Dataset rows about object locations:
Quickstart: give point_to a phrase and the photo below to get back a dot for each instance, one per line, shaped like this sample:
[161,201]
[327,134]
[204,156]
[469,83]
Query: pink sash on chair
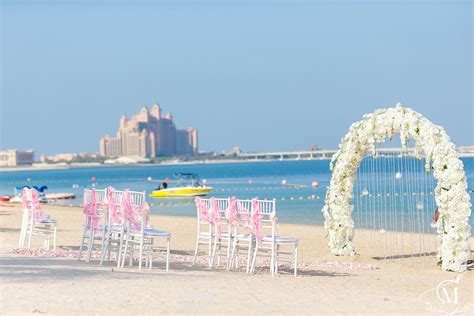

● Task directions
Rewrite the rows with "sash" replaced by "ribbon" and everything else unchanged, leaving out the pictures.

● Written solution
Quickstart: give point_to a phrase and the photo below to get back a dot for each instance, one per line, shaped like this sample:
[161,201]
[327,134]
[204,156]
[469,83]
Query: pink ribbon on chair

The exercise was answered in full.